## [PASSAGE TO READ]
Open chadrik opened 4 years ago

chadrik commented 4 years ago

Would be great to make use of dmypy suggest to add annotations to existing code.

ilevkivskyi commented 4 years ago

Actually you can already do this in some sense. There is a hidden (or rather just not advertised as official) hot key Ctrl+Shift+Y that will launch a script at ./mypy/mypy-suggest (hardcoded) and pass it current file name and current line number and then reloads the doc. You can write a short script that essentially pipes dmypy suggest to pyannontate -w that will apply the suggestion in-place.

But yeah, making it on right click and more automated would be great.

chadrik commented 4 years ago

Actually you can already do this in some sense. There is a hidden (or rather just not advertised as official) hot key Ctrl+Shift+Y that will launch a script at ./mypy/mypy-suggest (hardcoded) and pass it current file name and current line number and then reloads the doc.

I see. I tried this out and it failed with this error:

/bin/bash ./mypy/mypy-suggest: no such file or directory

I started pycharm from a shell where dmypy suggest -h works, and the mypy console in pycharm works correctly as well. Perhaps what's hardwired is not dmypy suggest?

On a related note, I've been playing around with dmypy suggest and it doesn't seem to take the current scope into consideration when generating annotations.

I get something like this:

dmypy suggest mymodule.myfunc
() -> mymodule:Dict[str, mymodule.Dict[str, module.MyClass]]

When I expect something like this:

dmypy suggest mymodule.myfunc
() -> Dict[str, Dict[str, MyClass]]

The annotations produced by dmypy suggest won't work without being fixed up. Is this by design, or a bug, or user error?

ilevkivskyi commented 4 years ago

Perhaps what's hardwired is not dmypy suggest?

Of course it isn't, please read carefully the sentence you quoted.

Is this by design, or a bug, or user error?

I think this is by design. We have been using this extensively internally for long time, and it worked well for pyannotate.

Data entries
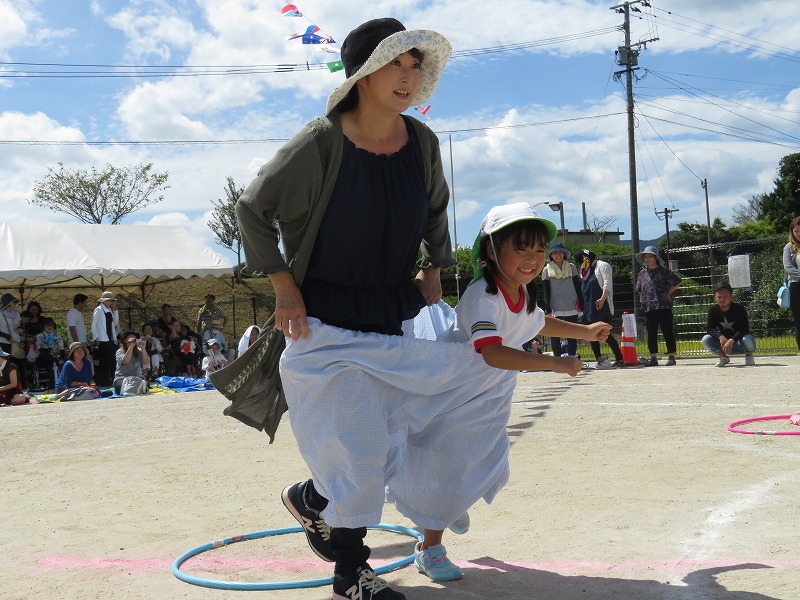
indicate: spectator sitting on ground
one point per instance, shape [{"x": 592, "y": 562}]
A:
[
  {"x": 131, "y": 360},
  {"x": 77, "y": 371},
  {"x": 210, "y": 312},
  {"x": 728, "y": 328},
  {"x": 248, "y": 338},
  {"x": 10, "y": 386},
  {"x": 49, "y": 347},
  {"x": 213, "y": 332},
  {"x": 165, "y": 322},
  {"x": 76, "y": 326},
  {"x": 214, "y": 360}
]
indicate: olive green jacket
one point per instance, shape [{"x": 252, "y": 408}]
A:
[{"x": 293, "y": 190}]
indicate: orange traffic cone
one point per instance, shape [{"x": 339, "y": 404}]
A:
[{"x": 628, "y": 346}]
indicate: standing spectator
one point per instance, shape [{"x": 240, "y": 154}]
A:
[
  {"x": 209, "y": 313},
  {"x": 131, "y": 359},
  {"x": 12, "y": 333},
  {"x": 105, "y": 328},
  {"x": 656, "y": 285},
  {"x": 597, "y": 289},
  {"x": 77, "y": 371},
  {"x": 10, "y": 386},
  {"x": 791, "y": 265},
  {"x": 153, "y": 349},
  {"x": 76, "y": 326},
  {"x": 728, "y": 328},
  {"x": 562, "y": 293},
  {"x": 165, "y": 321},
  {"x": 50, "y": 350},
  {"x": 248, "y": 338}
]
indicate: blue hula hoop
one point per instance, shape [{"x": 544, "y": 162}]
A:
[{"x": 279, "y": 585}]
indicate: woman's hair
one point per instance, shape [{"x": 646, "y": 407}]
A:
[
  {"x": 350, "y": 101},
  {"x": 521, "y": 235},
  {"x": 792, "y": 240}
]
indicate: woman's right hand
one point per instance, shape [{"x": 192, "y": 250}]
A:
[{"x": 290, "y": 309}]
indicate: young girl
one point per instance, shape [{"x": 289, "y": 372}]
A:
[{"x": 498, "y": 314}]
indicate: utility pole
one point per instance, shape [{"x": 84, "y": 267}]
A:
[
  {"x": 704, "y": 184},
  {"x": 667, "y": 212},
  {"x": 628, "y": 57}
]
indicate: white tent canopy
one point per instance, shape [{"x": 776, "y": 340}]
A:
[{"x": 57, "y": 257}]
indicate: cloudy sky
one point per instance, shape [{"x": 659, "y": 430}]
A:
[{"x": 529, "y": 105}]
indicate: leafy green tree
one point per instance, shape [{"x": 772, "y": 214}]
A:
[
  {"x": 92, "y": 197},
  {"x": 783, "y": 204},
  {"x": 224, "y": 224}
]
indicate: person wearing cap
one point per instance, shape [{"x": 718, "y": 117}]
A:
[
  {"x": 131, "y": 360},
  {"x": 77, "y": 370},
  {"x": 354, "y": 195},
  {"x": 791, "y": 267},
  {"x": 656, "y": 285},
  {"x": 105, "y": 328},
  {"x": 10, "y": 382},
  {"x": 561, "y": 287},
  {"x": 214, "y": 359},
  {"x": 728, "y": 328},
  {"x": 496, "y": 315},
  {"x": 597, "y": 290},
  {"x": 76, "y": 326},
  {"x": 12, "y": 332},
  {"x": 49, "y": 347},
  {"x": 210, "y": 313},
  {"x": 214, "y": 332}
]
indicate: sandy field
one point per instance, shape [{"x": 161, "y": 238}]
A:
[{"x": 625, "y": 485}]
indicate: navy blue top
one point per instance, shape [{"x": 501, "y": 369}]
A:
[
  {"x": 360, "y": 274},
  {"x": 69, "y": 374}
]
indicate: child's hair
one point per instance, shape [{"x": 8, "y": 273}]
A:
[
  {"x": 792, "y": 240},
  {"x": 522, "y": 235}
]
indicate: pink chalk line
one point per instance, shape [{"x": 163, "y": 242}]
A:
[{"x": 564, "y": 567}]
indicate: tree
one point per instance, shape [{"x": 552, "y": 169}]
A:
[
  {"x": 111, "y": 194},
  {"x": 783, "y": 204},
  {"x": 224, "y": 224}
]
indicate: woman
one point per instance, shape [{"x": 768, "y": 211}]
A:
[
  {"x": 562, "y": 293},
  {"x": 131, "y": 359},
  {"x": 105, "y": 328},
  {"x": 656, "y": 285},
  {"x": 248, "y": 338},
  {"x": 77, "y": 371},
  {"x": 597, "y": 290},
  {"x": 10, "y": 386},
  {"x": 791, "y": 265},
  {"x": 369, "y": 183}
]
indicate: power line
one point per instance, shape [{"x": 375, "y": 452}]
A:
[{"x": 271, "y": 140}]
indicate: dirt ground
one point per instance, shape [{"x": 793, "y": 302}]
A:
[{"x": 625, "y": 485}]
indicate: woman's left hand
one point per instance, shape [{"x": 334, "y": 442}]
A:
[{"x": 429, "y": 284}]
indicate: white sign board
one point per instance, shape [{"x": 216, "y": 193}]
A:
[{"x": 739, "y": 270}]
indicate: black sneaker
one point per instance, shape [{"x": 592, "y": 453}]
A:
[
  {"x": 316, "y": 529},
  {"x": 363, "y": 585}
]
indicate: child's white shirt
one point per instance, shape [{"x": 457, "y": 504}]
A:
[{"x": 484, "y": 319}]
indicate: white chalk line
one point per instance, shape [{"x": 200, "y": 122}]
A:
[{"x": 709, "y": 536}]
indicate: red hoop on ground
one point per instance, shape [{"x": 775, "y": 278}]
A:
[{"x": 733, "y": 426}]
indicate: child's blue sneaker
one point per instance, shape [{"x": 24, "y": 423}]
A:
[
  {"x": 460, "y": 525},
  {"x": 434, "y": 563}
]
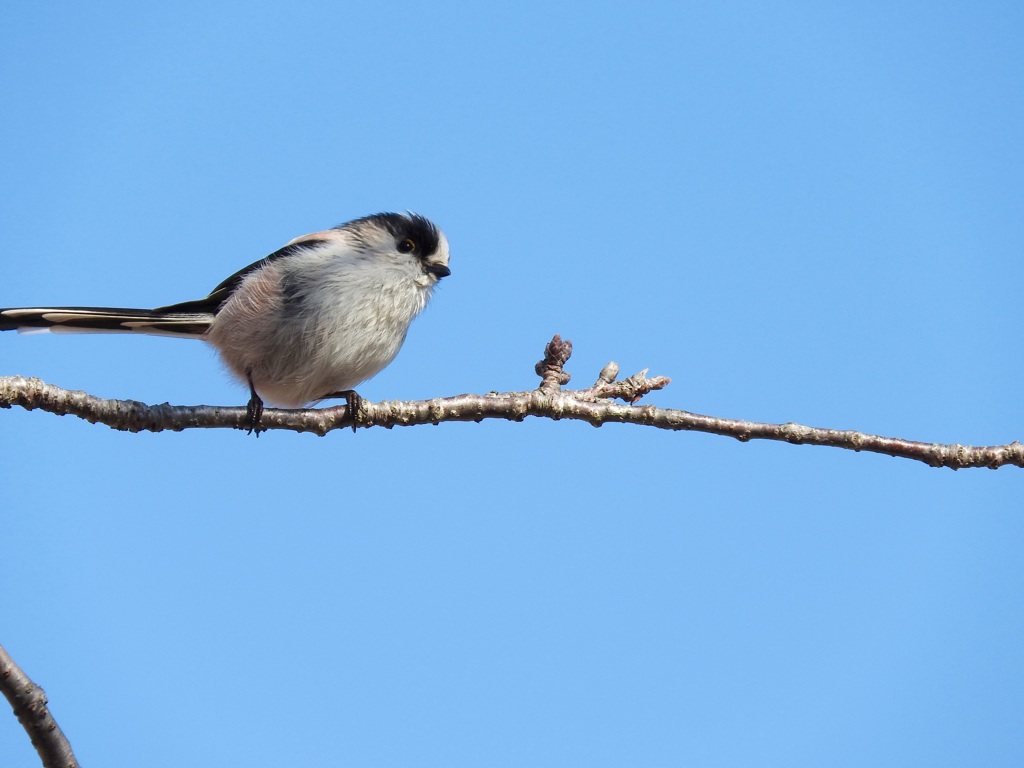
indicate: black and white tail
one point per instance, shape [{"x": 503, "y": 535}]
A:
[{"x": 164, "y": 322}]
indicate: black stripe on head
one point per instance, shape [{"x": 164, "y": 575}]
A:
[{"x": 421, "y": 230}]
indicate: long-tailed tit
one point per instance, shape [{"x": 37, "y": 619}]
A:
[{"x": 309, "y": 322}]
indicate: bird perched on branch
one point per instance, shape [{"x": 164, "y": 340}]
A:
[{"x": 309, "y": 322}]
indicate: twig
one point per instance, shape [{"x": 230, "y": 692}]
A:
[
  {"x": 594, "y": 404},
  {"x": 29, "y": 701}
]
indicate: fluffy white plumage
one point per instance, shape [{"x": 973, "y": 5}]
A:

## [WORK TO DO]
Write out verbatim the portion of the discussion about dmypy suggest that opens with the words "On a related" and closes with "up. Is this by design, or a bug, or user error?".

## [RESPONSE BELOW]
On a related note, I've been playing around with dmypy suggest and it doesn't seem to take the current scope into consideration when generating annotations.

I get something like this:

dmypy suggest mymodule.myfunc
() -> mymodule:Dict[str, mymodule.Dict[str, module.MyClass]]

When I expect something like this:

dmypy suggest mymodule.myfunc
() -> Dict[str, Dict[str, MyClass]]

The annotations produced by dmypy suggest won't work without being fixed up. Is this by design, or a bug, or user error?